REQUESTS:
1) How would you translate this sentence from the earnings call excerpt into Spanish: "Net cash provided by operating activities was relatively flat compared to the prior year."
2) Can you write out the earnings call excerpt starting at "First, weather had" and ending at "January 1, 2023."?

We're targeting a payout ratio of 65% to 70% of earnings. We're right in the middle of that range now. So I expect our dividend growth will continue to be in line with the growth in our earnings per share. Next up, Shah will provide you with more detail on our financial results and unveil our Q3 guidance. Shah, all yours.

Speaker 3

Thanks, Gail. Our 2023 second quarter earnings of $0.92 per share increased $0.01 per share compared to the Q2 of 2022. Our earnings package includes a comparison of 2nd quarter results on Page 15. I'll walk through the significant drivers. Our earnings from utility operations were $0.04 above the Q2 of 2022.

Speaker 3

First, weather had an estimated $0.05 negative impact quarter over quarter. Higher depreciation and amortization expense And interest expense added another $0.09 of negative variance. These negative variances were more than offset in the quarter. Rate based growth contributed $0.11 to earnings. This includes the base rate increase for our Wisconsin utilities as well as the interim rate increase for Minnesota Energy Resources, both of which were effective January 1, 2023.

Speaker 3

Additionally, timing of fuel expense improved our earnings by a nickel and lower day to day O and M, Taxes and other items resulted in a $0.02 improvement. Before I turn to earnings at the other segment, Let me briefly discuss our weather normalized sales for the quarter. You can find this sales information on Page 11 of the earnings package. Retail electric deliveries in Wisconsin, excluding the iron ore mine, were down 0.6% on a weather normal basis. This was driven by lower sales volumes to large commercial and industrial customers.

Speaker 3

Residential usage, Again, on a weather normal basis was flat quarter over quarter, which is in line with our forecast. Also sales to our small commercial and industrial customers were up 1.4%, which is ahead of forecast. Earnings at our Energy Infrastructure segment improved $0.02 in the Q2 of 2023 compared to the Q2 of 20 22. This was largely driven by higher production tax credit as a result of the acquisition of renewable projects. Finally, you'll see that earnings at our Corporate and Other segment decreased $0.05 primarily driven by an increase in interest expense.

Speaker 3

This was partially offset by favorable Rabbi Trust performance and some tax and other items. Remember, Rabbi Trust performance is largely offset in O and M. Overall, we improved on our 7 quarter performance by $0.01 per share compared to last year and by $0.08 per share compared to the midpoint of our Q2 guidance. Looking now at the cash flow statement on Page 6 of the earnings package. Net cash provided by operating activities was relatively flat compared to the prior year.

MATERIAL:

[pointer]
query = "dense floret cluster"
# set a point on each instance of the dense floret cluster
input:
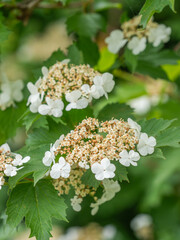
(67, 84)
(10, 163)
(95, 146)
(136, 37)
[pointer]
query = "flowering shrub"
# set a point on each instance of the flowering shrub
(95, 122)
(77, 84)
(136, 38)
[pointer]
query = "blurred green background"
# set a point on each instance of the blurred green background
(154, 186)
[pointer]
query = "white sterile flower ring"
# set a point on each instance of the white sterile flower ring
(60, 169)
(103, 170)
(146, 144)
(137, 45)
(53, 107)
(115, 41)
(77, 84)
(127, 158)
(19, 160)
(48, 158)
(76, 203)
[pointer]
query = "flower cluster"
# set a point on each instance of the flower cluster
(64, 83)
(9, 163)
(94, 146)
(91, 231)
(10, 92)
(137, 38)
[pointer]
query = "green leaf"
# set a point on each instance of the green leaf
(158, 154)
(154, 6)
(75, 55)
(161, 183)
(89, 179)
(154, 126)
(89, 49)
(105, 5)
(85, 24)
(130, 60)
(146, 68)
(106, 61)
(33, 120)
(55, 57)
(38, 205)
(121, 172)
(33, 166)
(169, 137)
(75, 116)
(115, 110)
(158, 57)
(37, 143)
(9, 121)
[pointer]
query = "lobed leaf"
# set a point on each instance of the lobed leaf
(85, 24)
(38, 205)
(89, 179)
(154, 6)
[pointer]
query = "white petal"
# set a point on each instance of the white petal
(96, 168)
(82, 103)
(5, 148)
(57, 112)
(55, 174)
(45, 71)
(152, 141)
(32, 89)
(99, 176)
(98, 81)
(70, 106)
(105, 163)
(44, 109)
(73, 96)
(26, 159)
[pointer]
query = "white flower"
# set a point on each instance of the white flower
(135, 126)
(10, 171)
(137, 45)
(34, 93)
(65, 61)
(127, 158)
(35, 98)
(48, 158)
(83, 164)
(1, 182)
(159, 34)
(53, 107)
(75, 203)
(76, 102)
(88, 91)
(146, 144)
(110, 189)
(141, 104)
(57, 142)
(45, 71)
(61, 169)
(141, 221)
(102, 85)
(19, 160)
(104, 169)
(115, 41)
(5, 148)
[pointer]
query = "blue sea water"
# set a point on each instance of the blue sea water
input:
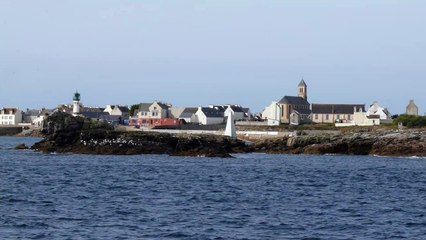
(253, 196)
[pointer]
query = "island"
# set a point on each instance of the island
(64, 133)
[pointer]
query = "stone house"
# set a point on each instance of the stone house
(117, 110)
(380, 112)
(298, 105)
(189, 115)
(331, 113)
(272, 114)
(209, 116)
(10, 116)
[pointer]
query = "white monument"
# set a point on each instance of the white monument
(230, 125)
(76, 104)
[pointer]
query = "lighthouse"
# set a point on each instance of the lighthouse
(76, 104)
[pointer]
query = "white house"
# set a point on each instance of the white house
(209, 116)
(117, 110)
(10, 116)
(360, 118)
(272, 114)
(189, 115)
(376, 110)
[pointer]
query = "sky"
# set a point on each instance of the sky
(195, 53)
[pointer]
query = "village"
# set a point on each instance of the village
(150, 116)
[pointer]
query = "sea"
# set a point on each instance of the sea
(251, 196)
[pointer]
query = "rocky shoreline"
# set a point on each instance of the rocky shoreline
(377, 142)
(65, 133)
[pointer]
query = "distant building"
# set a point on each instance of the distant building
(360, 118)
(272, 114)
(76, 104)
(412, 109)
(117, 110)
(10, 116)
(376, 110)
(36, 117)
(189, 115)
(331, 113)
(298, 105)
(154, 115)
(209, 116)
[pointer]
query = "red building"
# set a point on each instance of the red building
(154, 122)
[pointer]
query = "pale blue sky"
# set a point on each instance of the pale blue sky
(192, 53)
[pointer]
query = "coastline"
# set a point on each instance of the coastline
(66, 134)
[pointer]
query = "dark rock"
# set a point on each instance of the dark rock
(21, 146)
(65, 133)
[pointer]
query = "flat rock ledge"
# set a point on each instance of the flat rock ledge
(64, 133)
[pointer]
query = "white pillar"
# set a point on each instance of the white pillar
(230, 130)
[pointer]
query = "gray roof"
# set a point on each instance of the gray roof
(302, 83)
(237, 108)
(336, 108)
(94, 115)
(294, 100)
(219, 107)
(212, 112)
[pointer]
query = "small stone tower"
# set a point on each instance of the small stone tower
(303, 90)
(412, 109)
(76, 104)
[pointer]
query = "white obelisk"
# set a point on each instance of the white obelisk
(230, 125)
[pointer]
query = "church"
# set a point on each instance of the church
(296, 109)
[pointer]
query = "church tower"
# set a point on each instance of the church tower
(76, 104)
(303, 90)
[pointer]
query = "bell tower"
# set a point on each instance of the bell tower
(303, 90)
(76, 104)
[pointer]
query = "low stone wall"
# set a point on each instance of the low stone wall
(251, 123)
(10, 131)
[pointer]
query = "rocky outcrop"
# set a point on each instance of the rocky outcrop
(65, 133)
(385, 143)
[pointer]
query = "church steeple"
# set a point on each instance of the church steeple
(303, 90)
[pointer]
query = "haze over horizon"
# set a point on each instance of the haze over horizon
(191, 53)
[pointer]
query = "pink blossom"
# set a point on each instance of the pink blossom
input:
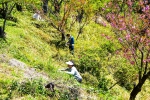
(120, 39)
(132, 62)
(127, 36)
(144, 61)
(129, 3)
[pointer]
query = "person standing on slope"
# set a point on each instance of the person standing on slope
(70, 43)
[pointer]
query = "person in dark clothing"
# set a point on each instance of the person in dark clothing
(70, 43)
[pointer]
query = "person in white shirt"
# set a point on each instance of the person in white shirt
(73, 71)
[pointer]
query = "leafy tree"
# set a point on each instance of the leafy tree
(130, 20)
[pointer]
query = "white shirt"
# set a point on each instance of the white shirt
(73, 71)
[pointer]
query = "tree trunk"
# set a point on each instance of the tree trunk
(138, 87)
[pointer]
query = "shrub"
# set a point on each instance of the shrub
(90, 79)
(125, 76)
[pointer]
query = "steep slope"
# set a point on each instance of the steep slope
(40, 50)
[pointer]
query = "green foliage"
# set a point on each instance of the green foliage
(34, 87)
(90, 79)
(88, 63)
(125, 76)
(103, 83)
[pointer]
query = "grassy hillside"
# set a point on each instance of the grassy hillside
(40, 48)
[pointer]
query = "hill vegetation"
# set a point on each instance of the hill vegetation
(40, 51)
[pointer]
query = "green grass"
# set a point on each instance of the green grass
(37, 48)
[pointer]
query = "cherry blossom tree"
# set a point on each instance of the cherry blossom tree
(130, 20)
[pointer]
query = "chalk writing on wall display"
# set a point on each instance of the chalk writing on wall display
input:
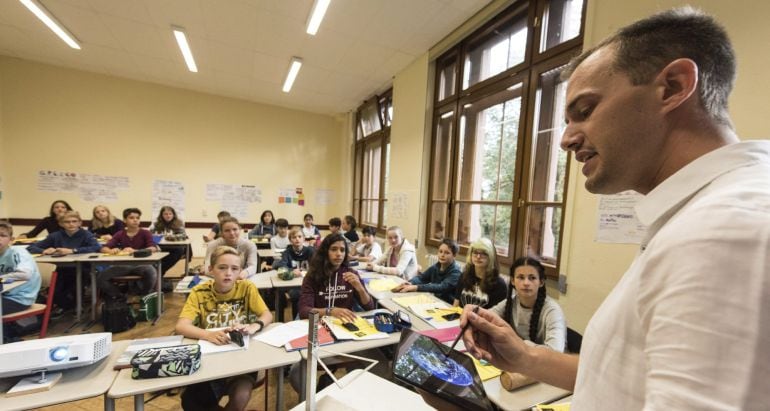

SOLUTIONS TO THE TASKS:
1) El efectivo neto proporcionado por las actividades operativas se mantuvo relativamente estable en comparación con el año anterior.

2)
First, weather had an estimated $0.05 negative impact quarter over quarter. Higher depreciation and amortization expense And interest expense added another $0.09 of negative variance. These negative variances were more than offset in the quarter. Rate based growth contributed $0.11 to earnings. This includes the base rate increase for our Wisconsin utilities as well as the interim rate increase for Minnesota Energy Resources, both of which were effective January 1, 2023.